**** DATASET RECORDS ****
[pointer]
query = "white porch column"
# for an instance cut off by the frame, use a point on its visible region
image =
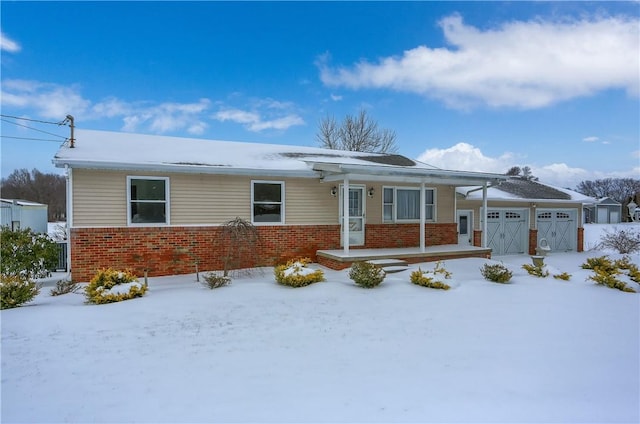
(484, 214)
(345, 215)
(69, 212)
(423, 214)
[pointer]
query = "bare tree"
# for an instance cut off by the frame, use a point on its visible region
(49, 189)
(618, 189)
(524, 173)
(356, 133)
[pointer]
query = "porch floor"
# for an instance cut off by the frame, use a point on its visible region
(337, 259)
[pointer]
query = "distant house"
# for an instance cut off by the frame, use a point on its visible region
(19, 214)
(157, 203)
(603, 211)
(520, 213)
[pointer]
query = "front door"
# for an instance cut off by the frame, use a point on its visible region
(356, 215)
(465, 225)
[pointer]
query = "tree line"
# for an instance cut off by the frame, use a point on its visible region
(36, 186)
(356, 133)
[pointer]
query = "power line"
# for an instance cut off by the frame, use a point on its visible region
(31, 128)
(30, 138)
(34, 120)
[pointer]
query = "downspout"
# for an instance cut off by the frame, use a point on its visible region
(423, 214)
(484, 214)
(345, 215)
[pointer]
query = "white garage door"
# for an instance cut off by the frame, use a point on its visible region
(558, 226)
(507, 231)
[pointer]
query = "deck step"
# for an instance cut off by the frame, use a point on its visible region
(396, 268)
(390, 265)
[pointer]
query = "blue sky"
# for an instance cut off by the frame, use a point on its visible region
(465, 85)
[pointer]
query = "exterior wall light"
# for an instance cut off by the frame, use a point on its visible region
(632, 210)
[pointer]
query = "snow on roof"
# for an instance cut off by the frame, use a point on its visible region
(522, 189)
(114, 150)
(21, 202)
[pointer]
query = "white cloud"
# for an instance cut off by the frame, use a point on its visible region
(523, 64)
(464, 156)
(8, 45)
(55, 101)
(50, 101)
(267, 119)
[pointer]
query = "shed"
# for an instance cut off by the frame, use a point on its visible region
(17, 214)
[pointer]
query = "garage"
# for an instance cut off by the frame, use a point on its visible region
(507, 231)
(558, 226)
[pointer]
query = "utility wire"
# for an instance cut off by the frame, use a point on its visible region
(34, 120)
(31, 128)
(29, 138)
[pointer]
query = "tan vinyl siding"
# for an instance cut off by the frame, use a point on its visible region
(199, 199)
(99, 198)
(196, 199)
(308, 201)
(209, 199)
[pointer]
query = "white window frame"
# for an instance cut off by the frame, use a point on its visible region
(282, 201)
(394, 205)
(167, 201)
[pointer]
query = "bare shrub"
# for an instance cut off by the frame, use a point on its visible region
(621, 240)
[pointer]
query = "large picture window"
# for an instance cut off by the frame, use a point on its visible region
(267, 202)
(403, 204)
(148, 200)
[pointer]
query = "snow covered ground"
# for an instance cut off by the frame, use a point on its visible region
(535, 350)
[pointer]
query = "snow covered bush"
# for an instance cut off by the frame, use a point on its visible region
(213, 280)
(64, 287)
(497, 273)
(26, 253)
(432, 279)
(562, 276)
(110, 285)
(295, 273)
(366, 274)
(536, 270)
(16, 291)
(613, 274)
(621, 240)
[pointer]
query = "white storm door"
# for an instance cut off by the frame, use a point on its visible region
(465, 226)
(356, 215)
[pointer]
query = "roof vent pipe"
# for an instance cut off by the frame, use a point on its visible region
(72, 140)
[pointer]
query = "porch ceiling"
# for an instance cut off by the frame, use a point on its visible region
(338, 172)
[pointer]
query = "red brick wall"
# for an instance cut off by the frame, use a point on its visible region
(175, 250)
(580, 239)
(533, 241)
(477, 238)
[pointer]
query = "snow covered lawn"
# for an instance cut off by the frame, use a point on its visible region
(535, 350)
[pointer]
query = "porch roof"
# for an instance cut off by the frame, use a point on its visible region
(331, 172)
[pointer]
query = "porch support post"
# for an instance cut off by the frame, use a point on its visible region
(345, 215)
(484, 214)
(423, 214)
(69, 213)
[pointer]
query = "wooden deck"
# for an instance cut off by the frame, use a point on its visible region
(337, 259)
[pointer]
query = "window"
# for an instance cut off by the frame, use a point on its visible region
(403, 204)
(148, 200)
(267, 202)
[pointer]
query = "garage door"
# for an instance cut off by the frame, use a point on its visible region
(507, 231)
(558, 226)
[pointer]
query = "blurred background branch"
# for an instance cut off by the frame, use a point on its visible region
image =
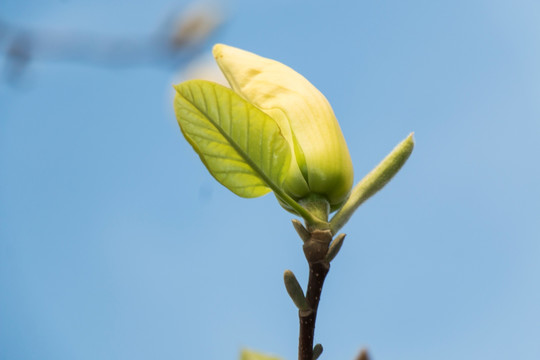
(180, 38)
****
## TASK INSTRUCTIONS
Reproduce the material in full, word for word, and omit the pictures.

## SOLUTION TO THIS EXERCISE
[pointer]
query = "white porch column"
# for an instance cut off by the frame, use a point on its visible region
image =
(484, 214)
(345, 215)
(69, 212)
(423, 214)
[pointer]
query = "bare tree"
# for an instance cut off by the frame, use a point on its visible region
(49, 189)
(618, 189)
(524, 173)
(356, 133)
[pointer]
query = "porch floor"
# for an instance cut off by the frame, use a point on its visible region
(337, 259)
[pointer]
query = "distant house"
# for an instance cut off by the frame, use a point on its visible region
(19, 214)
(157, 203)
(603, 211)
(520, 213)
[pointer]
query = "front door"
# for an instance cut off by the frame, use a point on its visible region
(356, 215)
(465, 225)
[pointer]
query = "tree line"
# for an instance cut off by the frame, use a point on its visible region
(36, 186)
(356, 133)
[pointer]
query = "power line"
# for an instance cut off by the frame, use a point on its visible region
(31, 128)
(30, 138)
(34, 120)
[pointer]
query = "downspout"
# for an instance cut off by the frame, use a point on its visible region
(423, 214)
(484, 214)
(345, 215)
[pointer]
query = "white garage door"
# for an instance cut off by the frame, use a point on its visible region
(558, 226)
(507, 231)
[pointer]
query = "deck step"
# for an instance cut off by the frame, use a point on its visible region
(396, 268)
(390, 265)
[pointer]
query = "blue sky"
# for an instance cut off by the frame, use a point on its visible region
(465, 85)
[pointer]
query = "exterior wall light"
# for an instance cut off by the frame, use a point on its visible region
(632, 210)
[pointer]
query = "snow on roof"
# for an instance cut off by the frame, use a point on its visible region
(522, 189)
(114, 150)
(21, 202)
[pointer]
query = "white cloud"
# for an instance cut off by the frame, use a point on its visible region
(523, 64)
(464, 156)
(8, 45)
(55, 101)
(50, 101)
(267, 119)
[pointer]
query = "shed"
# for an instance cut off by the frame, use a point on its visible region
(17, 214)
[pointer]
query = "garage"
# for an instance cut off by the frame, use a point on its visible region
(507, 231)
(558, 226)
[pointer]
query = "utility wire"
# for an instance cut off by the frame, use a point on its visible region
(34, 120)
(31, 128)
(29, 138)
[pointer]
query = "tan vinyl siding"
# for an instance cut off by the frame, use a point on its visible region
(199, 199)
(99, 198)
(196, 199)
(308, 201)
(209, 199)
[pointer]
query = "white window frame"
# for an instance cut off by the frame, use a point on its visible region
(282, 201)
(394, 205)
(167, 201)
[pointer]
query = "bare shrub"
# for an instance cut off by the frame, use a point on its visible region
(621, 240)
[pointer]
query = "large picture window"
# for an instance cut off by the frame, use a point on its visible region
(267, 202)
(403, 204)
(148, 200)
[pointer]
query = "snow covered ground"
# for an instance cut off by the frame, use a point on its visible region
(535, 350)
[pointer]
query = "snow covered bush"
# for an instance cut off by the frame, use a point on its visible region
(213, 280)
(64, 287)
(497, 273)
(26, 253)
(432, 279)
(562, 276)
(110, 285)
(295, 273)
(366, 274)
(536, 270)
(16, 291)
(613, 274)
(621, 240)
[pointer]
query = "white storm door"
# for an instance cut off by the frame, use a point on its visible region
(465, 226)
(356, 215)
[pointer]
query = "roof vent pipe"
# for an instance cut off by the frame, use a point on its visible region
(72, 140)
[pointer]
query = "porch ceiling"
# for an instance cut off by the frame, use a point on its visible region
(338, 172)
[pointer]
query = "red brick wall"
# for an instance cut off by the frame, use a point on its visible region
(175, 250)
(580, 239)
(533, 241)
(477, 238)
[pointer]
query = "snow covered lawn"
# for an instance cut off by the frame, use a point on its visible region
(535, 350)
[pointer]
query = "porch roof"
# for an instance cut off by the frame, use a point on its visible region
(331, 172)
[pointer]
query = "porch support post"
# for an instance cut off by the frame, use a point on its visible region
(345, 215)
(484, 214)
(423, 214)
(69, 213)
[pointer]
query = "wooden deck"
# for an instance cut off by the frame, use a point on its visible region
(337, 259)
[pointer]
query = "window"
# for an instance cut off by the frame, use a point on its visible region
(403, 204)
(148, 200)
(267, 202)
[pointer]
query = "garage door"
# for an instance cut off by the frame, use a point on its visible region
(507, 231)
(558, 226)
[pointer]
query = "blurred background branch"
# for an instance cut off by the frame, use a point on its visible region
image =
(180, 38)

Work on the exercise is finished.